PROBLEM:
Print the data below, unchanged, from the line holding "One point belongs to every instance of the blue" through the end of the data, inclusive.

Point annotation dataset records:

+---+

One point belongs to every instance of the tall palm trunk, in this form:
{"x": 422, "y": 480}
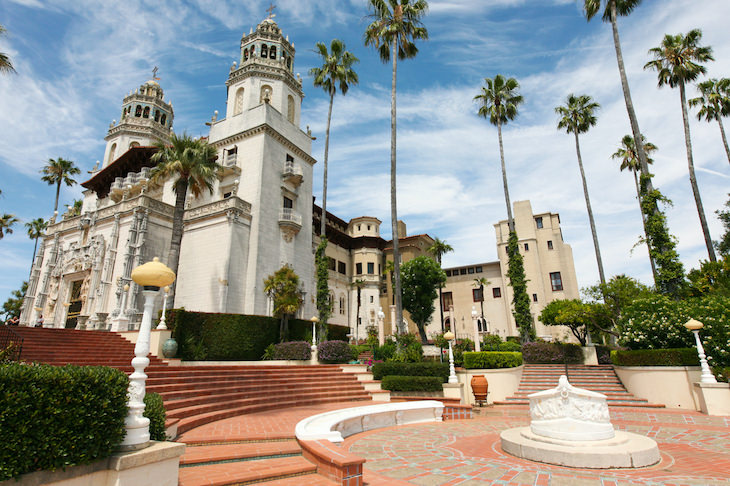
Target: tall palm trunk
{"x": 323, "y": 221}
{"x": 393, "y": 207}
{"x": 643, "y": 223}
{"x": 590, "y": 211}
{"x": 724, "y": 138}
{"x": 692, "y": 178}
{"x": 173, "y": 256}
{"x": 510, "y": 221}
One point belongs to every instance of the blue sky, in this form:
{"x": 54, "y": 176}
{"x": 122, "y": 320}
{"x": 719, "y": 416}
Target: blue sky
{"x": 76, "y": 61}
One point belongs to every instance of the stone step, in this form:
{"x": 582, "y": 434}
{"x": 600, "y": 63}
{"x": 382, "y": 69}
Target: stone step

+---+

SOLUTION FOR THIS TASK:
One point belongs to every instance of the blue sky, in this form:
{"x": 54, "y": 176}
{"x": 122, "y": 320}
{"x": 719, "y": 416}
Target: blue sky
{"x": 76, "y": 61}
One point belongs to every instance of the stone step, in this form:
{"x": 582, "y": 434}
{"x": 600, "y": 63}
{"x": 382, "y": 69}
Target: stone step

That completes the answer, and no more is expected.